Aufgabe:
Gib den Absatz im Textauszug über Schillers Haus, der mit „Die alte Esplanade“ beginnt, als kurze Liste wieder. Die wichtigsten Fakten sollen erhalten bleiben.

Textauszug:

Die alte Esplanade am alten Frauenthor, wo Linden und Schützengraben einen oft sehr unentschiedenen Kampf um die Oberherrschaft über die menschliche Nase geführt haben sollen und Reihen von Gärten dem Gartengeschmack Weimars nicht gerade ein Loblied sangen, ist nun verschwunden. Sie hat sich in eine sehr stattliche Straße verwandelt und den Namen Schillerstraße gewonnen, kaum zweihundert Schritte von dem Goetheplatz anfangend, endigend an dem unvergänglichen Witthumspalais von Anna Amalie. Ohngefähr in der Mitte der nach Süden schauenden Seite dieser Straße, an der Ecke einer kurzen Verbindungsgasse steht ein unansehnliches, nur sechs Fenster breites Haus, mit sehr niedrigem Erdgeschoß und zwei Etagen hoch. Die Schrift über der Thür sagt uns, daß es Schiller’s Haus ist. Hier wohnte er die letzten drei Jahre seines Lebens.

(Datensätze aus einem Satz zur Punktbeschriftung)
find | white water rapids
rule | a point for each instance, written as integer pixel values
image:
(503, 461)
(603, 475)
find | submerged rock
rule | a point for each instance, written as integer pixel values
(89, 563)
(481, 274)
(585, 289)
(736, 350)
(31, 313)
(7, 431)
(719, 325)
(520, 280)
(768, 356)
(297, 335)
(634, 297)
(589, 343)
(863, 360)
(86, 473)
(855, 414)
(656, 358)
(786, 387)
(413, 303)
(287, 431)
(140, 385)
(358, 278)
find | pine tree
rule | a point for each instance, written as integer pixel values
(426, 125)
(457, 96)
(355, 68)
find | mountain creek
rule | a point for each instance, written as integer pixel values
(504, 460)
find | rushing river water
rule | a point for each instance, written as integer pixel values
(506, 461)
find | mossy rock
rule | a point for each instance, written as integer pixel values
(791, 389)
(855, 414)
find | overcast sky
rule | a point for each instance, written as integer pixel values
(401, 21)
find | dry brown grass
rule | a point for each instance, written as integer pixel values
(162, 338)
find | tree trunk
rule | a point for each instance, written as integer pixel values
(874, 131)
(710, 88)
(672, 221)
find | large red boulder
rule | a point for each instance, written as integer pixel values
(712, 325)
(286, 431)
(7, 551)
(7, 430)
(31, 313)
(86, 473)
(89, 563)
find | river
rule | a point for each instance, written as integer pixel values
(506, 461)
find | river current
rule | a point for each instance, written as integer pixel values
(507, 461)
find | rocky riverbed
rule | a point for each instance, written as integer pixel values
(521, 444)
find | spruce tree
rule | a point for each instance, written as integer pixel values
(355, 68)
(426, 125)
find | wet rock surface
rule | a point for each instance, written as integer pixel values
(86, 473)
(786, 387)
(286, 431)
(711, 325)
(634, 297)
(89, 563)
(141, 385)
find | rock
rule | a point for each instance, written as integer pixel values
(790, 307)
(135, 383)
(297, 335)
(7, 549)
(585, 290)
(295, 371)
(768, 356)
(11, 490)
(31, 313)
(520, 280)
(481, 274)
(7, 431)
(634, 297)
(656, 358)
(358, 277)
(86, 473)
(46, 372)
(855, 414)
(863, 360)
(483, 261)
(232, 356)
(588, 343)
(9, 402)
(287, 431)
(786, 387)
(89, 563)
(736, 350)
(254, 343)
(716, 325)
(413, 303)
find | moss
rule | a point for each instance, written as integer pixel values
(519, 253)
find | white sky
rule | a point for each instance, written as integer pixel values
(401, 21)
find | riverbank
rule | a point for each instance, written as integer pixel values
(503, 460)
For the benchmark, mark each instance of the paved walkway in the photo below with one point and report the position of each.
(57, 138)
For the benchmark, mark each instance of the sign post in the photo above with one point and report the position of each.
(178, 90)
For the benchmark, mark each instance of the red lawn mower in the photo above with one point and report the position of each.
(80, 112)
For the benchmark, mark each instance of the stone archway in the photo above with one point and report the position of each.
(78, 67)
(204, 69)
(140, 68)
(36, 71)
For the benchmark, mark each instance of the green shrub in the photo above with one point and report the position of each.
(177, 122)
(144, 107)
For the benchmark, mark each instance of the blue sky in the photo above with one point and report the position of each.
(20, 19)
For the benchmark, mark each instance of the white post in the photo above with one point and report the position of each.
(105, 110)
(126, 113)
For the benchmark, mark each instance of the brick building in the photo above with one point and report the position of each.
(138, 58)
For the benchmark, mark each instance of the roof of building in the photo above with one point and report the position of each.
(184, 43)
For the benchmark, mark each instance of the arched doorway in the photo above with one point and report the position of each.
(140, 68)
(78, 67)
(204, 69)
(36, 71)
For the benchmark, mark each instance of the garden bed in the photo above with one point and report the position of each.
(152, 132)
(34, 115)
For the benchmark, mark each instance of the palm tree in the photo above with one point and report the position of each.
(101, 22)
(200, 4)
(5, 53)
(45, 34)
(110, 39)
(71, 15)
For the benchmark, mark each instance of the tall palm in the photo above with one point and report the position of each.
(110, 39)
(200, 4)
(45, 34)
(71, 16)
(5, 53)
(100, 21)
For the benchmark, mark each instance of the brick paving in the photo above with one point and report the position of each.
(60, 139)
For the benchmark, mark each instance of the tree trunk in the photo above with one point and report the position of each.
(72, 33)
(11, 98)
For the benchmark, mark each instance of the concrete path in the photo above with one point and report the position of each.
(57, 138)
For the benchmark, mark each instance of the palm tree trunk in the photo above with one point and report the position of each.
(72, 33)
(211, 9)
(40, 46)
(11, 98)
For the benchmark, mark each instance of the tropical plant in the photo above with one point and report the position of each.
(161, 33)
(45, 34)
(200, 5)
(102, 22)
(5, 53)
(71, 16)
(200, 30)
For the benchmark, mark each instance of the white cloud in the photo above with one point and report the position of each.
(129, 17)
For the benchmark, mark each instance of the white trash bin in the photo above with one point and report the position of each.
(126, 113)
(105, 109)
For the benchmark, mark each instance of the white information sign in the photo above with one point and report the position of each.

Antwort:
- Die alte Esplanade am alten Frauenthor mit Linden, Schützengraben und Gärten ist verschwunden.
- An ihrer Stelle steht nun eine stattliche Straße mit dem Namen Schillerstraße.
- Sie beginnt kaum zweihundert Schritte vom Goetheplatz und endet am Witthumspalais von Anna Amalie.
- Etwa in der Mitte der nach Süden schauenden Straßenseite steht an der Ecke einer kurzen Verbindungsgasse ein unansehnliches Haus. Es ist sechs Fenster breit und zwei Etagen hoch und hat ein sehr niedriges Erdgeschoss.
- Laut der Schrift über der Tür ist es Schillers Haus. Er wohnte dort die letzten drei Jahre seines Lebens.